Exercise instructions.
Your output should consist solely of the lines from the one with "positive clicks: (92, 129) (100, 125)" through the end of the records, reproduced exactly, both ends included.

Study material Block Start

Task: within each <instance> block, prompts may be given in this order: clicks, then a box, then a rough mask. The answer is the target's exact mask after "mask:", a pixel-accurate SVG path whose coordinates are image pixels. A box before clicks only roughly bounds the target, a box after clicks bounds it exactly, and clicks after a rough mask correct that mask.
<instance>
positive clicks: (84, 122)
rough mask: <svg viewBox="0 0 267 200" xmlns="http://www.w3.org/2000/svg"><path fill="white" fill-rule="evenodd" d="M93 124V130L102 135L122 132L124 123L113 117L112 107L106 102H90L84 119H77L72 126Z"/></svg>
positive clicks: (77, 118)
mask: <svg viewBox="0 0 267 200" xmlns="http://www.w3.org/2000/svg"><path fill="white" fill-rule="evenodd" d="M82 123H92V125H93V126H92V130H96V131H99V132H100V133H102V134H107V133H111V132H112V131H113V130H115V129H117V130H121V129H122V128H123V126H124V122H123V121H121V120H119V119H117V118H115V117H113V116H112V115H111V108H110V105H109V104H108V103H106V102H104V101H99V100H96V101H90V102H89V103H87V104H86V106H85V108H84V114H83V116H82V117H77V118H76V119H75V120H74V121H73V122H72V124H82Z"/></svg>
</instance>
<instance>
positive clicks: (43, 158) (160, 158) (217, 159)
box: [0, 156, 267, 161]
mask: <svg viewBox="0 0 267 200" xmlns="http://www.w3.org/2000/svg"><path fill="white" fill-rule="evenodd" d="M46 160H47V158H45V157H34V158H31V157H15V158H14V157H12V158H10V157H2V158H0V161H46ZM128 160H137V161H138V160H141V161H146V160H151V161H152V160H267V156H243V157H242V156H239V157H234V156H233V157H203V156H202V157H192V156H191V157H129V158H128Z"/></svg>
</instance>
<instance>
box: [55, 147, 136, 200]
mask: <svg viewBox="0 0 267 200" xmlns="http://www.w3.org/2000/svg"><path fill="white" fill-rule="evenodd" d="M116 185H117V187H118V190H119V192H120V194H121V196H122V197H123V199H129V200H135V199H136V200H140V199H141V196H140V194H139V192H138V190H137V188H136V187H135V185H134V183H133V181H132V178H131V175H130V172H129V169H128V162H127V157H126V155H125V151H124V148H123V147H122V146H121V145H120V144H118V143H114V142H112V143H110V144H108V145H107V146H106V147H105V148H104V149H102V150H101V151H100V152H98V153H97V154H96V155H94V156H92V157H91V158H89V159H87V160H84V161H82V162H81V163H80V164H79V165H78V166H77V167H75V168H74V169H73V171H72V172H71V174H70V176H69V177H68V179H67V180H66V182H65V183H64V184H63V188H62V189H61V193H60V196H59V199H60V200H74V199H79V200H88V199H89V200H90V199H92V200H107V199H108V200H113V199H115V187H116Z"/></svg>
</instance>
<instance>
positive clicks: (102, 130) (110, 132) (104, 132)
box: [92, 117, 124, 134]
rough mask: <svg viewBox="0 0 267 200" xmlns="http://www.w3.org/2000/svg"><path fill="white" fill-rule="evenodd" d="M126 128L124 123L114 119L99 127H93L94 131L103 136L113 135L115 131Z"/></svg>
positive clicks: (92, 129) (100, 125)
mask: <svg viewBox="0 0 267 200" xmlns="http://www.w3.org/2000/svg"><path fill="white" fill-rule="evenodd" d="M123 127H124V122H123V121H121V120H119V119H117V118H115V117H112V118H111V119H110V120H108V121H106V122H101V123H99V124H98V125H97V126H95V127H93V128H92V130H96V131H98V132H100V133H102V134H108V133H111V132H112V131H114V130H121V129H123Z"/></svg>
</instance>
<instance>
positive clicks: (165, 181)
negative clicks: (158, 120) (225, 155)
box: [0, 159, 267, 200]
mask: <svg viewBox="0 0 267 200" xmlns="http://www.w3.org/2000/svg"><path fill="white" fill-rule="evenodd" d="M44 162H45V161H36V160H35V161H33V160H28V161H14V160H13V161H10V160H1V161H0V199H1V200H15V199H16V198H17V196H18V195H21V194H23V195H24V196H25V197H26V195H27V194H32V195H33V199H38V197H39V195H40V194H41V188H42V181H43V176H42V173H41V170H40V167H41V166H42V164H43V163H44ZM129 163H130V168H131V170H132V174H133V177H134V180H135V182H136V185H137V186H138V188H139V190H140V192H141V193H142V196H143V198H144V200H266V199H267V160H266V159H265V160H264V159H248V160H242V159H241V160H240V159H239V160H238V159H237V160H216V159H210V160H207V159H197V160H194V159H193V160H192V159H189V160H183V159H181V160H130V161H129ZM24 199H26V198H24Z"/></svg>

Study material Block End

Answer below.
positive clicks: (92, 129) (100, 125)
mask: <svg viewBox="0 0 267 200" xmlns="http://www.w3.org/2000/svg"><path fill="white" fill-rule="evenodd" d="M123 127H124V122H123V121H121V120H119V119H117V118H115V117H112V118H111V119H110V120H108V121H106V122H101V123H99V124H98V125H97V126H95V127H93V128H92V130H96V131H98V132H100V133H102V134H108V133H111V132H112V131H114V130H121V129H123Z"/></svg>
</instance>
<instance>
positive clicks: (165, 181)
negative clicks: (158, 120) (225, 155)
box: [0, 159, 267, 200]
mask: <svg viewBox="0 0 267 200" xmlns="http://www.w3.org/2000/svg"><path fill="white" fill-rule="evenodd" d="M44 162H45V161H36V160H35V161H33V160H28V161H14V160H13V161H10V160H1V161H0V199H1V200H15V199H16V198H17V196H18V195H21V194H23V195H24V196H25V197H26V195H27V194H32V195H33V199H38V197H39V195H40V194H41V188H42V181H43V176H42V173H41V170H40V167H41V166H42V164H43V163H44ZM129 163H130V168H131V170H132V174H133V177H134V180H135V182H136V185H137V186H138V188H139V190H140V192H141V193H142V196H143V198H144V200H266V199H267V160H266V159H265V160H264V159H248V160H242V159H241V160H240V159H239V160H238V159H237V160H216V159H210V160H207V159H197V160H194V159H193V160H192V159H189V160H183V159H181V160H130V161H129ZM24 199H26V198H24Z"/></svg>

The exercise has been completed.